2026 Tsinghua PBCSF Global Finance Forum | “Report and Achievement Release” Thematic Panel
From May 17 to 20, 2026, the 2026 Tsinghua PBCSF Global Finance Forum was held in Chengdu. At the “Report and Achievement Release” thematic panel, six major reports and new books were successively released, focusing on frontier topics including international monetary system reform, global financial stability, AI application in insurance, financial innovation in urban village regeneration, and financial regulatory theory, collectively presenting the latest research outcomes in relevant fields.

[TASK]
Continue the text about the Tsinghua PBCSF Global Finance Forum's report release panel from where it stops.

[DATA RECORDS]
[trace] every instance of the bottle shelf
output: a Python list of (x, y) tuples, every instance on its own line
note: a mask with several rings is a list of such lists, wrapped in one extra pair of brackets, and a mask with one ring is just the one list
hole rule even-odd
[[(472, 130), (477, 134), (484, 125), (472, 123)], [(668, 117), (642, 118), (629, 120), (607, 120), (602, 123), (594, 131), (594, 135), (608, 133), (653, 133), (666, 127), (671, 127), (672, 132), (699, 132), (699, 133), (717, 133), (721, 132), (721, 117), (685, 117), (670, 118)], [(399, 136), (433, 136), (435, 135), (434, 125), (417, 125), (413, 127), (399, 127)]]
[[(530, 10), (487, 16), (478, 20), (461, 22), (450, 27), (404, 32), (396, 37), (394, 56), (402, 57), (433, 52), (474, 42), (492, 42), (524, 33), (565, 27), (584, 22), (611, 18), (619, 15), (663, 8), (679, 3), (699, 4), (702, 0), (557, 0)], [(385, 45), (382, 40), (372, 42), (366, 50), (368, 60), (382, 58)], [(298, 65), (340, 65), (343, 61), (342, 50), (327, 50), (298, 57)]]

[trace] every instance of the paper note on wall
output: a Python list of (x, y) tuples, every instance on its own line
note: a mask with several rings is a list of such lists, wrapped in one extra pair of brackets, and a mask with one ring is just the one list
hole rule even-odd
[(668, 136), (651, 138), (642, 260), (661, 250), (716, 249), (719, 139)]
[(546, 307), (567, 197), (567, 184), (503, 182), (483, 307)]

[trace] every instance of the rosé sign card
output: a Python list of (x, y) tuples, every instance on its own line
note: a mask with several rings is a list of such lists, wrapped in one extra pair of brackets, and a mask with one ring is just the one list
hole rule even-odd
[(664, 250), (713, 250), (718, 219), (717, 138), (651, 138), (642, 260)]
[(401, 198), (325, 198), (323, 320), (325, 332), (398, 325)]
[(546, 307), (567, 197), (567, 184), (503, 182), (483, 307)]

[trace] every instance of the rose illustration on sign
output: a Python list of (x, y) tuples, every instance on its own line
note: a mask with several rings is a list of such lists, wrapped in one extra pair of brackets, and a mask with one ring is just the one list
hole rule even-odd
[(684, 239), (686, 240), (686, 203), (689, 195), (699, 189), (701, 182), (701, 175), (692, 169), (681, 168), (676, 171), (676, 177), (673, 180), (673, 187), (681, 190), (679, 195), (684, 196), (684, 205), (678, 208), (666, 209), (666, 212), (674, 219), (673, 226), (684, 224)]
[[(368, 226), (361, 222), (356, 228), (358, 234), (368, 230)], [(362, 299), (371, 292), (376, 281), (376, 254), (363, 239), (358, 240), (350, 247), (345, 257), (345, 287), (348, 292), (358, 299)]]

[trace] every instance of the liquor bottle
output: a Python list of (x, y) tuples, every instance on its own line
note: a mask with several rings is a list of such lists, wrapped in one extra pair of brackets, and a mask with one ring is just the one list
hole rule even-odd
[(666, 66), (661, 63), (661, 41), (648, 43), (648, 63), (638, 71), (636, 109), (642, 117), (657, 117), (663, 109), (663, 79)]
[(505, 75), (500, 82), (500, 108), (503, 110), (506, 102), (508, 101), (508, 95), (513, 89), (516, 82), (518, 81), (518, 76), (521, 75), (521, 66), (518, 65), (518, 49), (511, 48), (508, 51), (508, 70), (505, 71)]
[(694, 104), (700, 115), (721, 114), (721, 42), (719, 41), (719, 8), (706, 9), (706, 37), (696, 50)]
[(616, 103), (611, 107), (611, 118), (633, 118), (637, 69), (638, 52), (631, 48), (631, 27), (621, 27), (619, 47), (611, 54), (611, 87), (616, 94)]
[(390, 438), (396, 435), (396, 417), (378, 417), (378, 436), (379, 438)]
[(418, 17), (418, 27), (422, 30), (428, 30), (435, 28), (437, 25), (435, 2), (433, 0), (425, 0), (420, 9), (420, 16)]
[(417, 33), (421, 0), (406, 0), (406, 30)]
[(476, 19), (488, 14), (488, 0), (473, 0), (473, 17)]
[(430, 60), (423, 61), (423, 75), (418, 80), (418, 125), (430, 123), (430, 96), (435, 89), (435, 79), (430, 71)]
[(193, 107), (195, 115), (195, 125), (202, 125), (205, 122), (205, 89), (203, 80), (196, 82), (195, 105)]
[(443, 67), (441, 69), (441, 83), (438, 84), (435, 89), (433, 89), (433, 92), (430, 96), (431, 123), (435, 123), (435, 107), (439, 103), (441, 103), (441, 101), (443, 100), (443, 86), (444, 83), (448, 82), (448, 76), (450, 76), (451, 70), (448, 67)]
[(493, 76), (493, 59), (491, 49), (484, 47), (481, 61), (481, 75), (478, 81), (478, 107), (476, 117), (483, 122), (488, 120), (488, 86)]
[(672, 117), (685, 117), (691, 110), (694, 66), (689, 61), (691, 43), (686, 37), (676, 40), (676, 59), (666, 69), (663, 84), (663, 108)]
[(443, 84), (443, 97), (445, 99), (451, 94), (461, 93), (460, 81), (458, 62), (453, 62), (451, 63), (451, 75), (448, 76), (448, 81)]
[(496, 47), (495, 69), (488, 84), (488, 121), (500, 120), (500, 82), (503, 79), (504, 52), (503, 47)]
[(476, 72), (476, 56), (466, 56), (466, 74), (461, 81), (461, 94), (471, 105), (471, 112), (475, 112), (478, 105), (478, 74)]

[FINAL RESULT]
Photo: Zhang Liqing
Restructuring and Response: From the Bretton Woods System to a New Global Monetary System
Zhang Liqing, Director of the International Financial Research Center at Central University of Finance and Economics, released the new book Restructuring and Response: From the Bretton Woods System to a New Global Monetary System. The book was led by Zhu Min, former Deputy Managing Director of the International Monetary Fund and former Deputy Governor of the People’s Bank of China, and completed under the auspices of the PBC School of Finance, Tsinghua University, and the Global Economic Governance 50 Forum. Zhang pointed out that the Bretton Woods system, established in July 1944, successfully avoided the “beggar-thy-neighbor” nationalist economic policies prevalent during the Great Depression, effectively promoted global economic growth and financial stability, and was described by an IMF historian as “the most respected name in international monetary history, perhaps in economic history.” However, the United States often prioritized its own interests and closed the gold window in 1971 due to excessively high policy coordination costs, leading to the collapse of the system.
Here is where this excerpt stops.